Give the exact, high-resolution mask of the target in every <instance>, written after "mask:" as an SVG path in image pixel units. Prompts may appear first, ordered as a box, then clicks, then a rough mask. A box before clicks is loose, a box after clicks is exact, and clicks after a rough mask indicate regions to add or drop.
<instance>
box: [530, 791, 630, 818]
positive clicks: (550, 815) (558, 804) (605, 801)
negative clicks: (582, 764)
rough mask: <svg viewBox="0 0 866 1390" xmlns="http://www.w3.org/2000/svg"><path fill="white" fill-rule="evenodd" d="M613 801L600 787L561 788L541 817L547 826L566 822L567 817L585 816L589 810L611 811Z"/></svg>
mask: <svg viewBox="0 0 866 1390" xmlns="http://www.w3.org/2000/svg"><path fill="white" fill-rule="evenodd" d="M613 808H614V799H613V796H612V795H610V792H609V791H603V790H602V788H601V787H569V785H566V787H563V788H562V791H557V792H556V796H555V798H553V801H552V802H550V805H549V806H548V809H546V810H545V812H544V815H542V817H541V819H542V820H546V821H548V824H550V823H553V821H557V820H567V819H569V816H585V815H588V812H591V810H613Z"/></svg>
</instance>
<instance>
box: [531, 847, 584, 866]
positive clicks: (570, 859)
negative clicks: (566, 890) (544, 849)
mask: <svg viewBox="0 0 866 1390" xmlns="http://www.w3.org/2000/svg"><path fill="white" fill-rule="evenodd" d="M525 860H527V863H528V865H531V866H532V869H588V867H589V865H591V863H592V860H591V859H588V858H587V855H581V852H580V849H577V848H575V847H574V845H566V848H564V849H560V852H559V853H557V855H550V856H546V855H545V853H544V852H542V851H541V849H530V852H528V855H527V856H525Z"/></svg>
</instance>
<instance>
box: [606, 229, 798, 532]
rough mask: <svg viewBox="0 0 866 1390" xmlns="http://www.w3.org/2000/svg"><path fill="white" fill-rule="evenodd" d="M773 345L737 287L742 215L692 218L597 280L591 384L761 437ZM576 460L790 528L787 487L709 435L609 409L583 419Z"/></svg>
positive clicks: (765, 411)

========

Reproduce all of the rows above verbatim, changing nothing.

=== Answer for this exercise ===
Give the exact, high-resolution mask of the target in every <instance>, written after "mask:" as an SVG path in image pixel units. Prompts may appear first, ordered as a box, then clicks, then a rough mask. A box before clicks is loose, a box after clicks is exact, and clicks after a rough mask indicate regions to add or drop.
<instance>
box: [530, 791, 630, 818]
positive clicks: (550, 815) (558, 804) (605, 801)
negative clicks: (582, 764)
rough mask: <svg viewBox="0 0 866 1390" xmlns="http://www.w3.org/2000/svg"><path fill="white" fill-rule="evenodd" d="M613 801L600 787L561 788L541 817L547 826L566 822L567 817L585 816L589 810L611 811Z"/></svg>
mask: <svg viewBox="0 0 866 1390" xmlns="http://www.w3.org/2000/svg"><path fill="white" fill-rule="evenodd" d="M613 808H614V799H613V796H612V795H610V792H609V791H603V790H602V788H601V787H569V785H566V787H563V788H562V791H557V792H556V796H555V798H553V801H552V802H550V805H549V806H548V809H546V810H545V812H544V815H542V817H541V819H542V820H546V821H548V824H550V823H553V821H557V820H567V819H569V816H585V815H588V812H591V810H613Z"/></svg>
</instance>
<instance>
box: [531, 847, 584, 866]
positive clicks: (570, 859)
negative clicks: (566, 890) (544, 849)
mask: <svg viewBox="0 0 866 1390" xmlns="http://www.w3.org/2000/svg"><path fill="white" fill-rule="evenodd" d="M525 860H527V863H528V865H531V866H532V869H588V867H589V865H591V863H592V860H591V859H588V858H587V855H581V852H580V849H577V848H575V847H574V845H566V848H564V849H560V852H559V853H557V855H550V856H546V855H545V853H544V852H542V851H541V849H530V852H528V855H527V856H525Z"/></svg>
</instance>
<instance>
box: [606, 229, 798, 532]
rough mask: <svg viewBox="0 0 866 1390" xmlns="http://www.w3.org/2000/svg"><path fill="white" fill-rule="evenodd" d="M773 345L737 287L742 215L692 218L597 280L591 384L761 437ZM576 460L790 528L787 487L709 435L609 409L583 419Z"/></svg>
positive clicks: (765, 411)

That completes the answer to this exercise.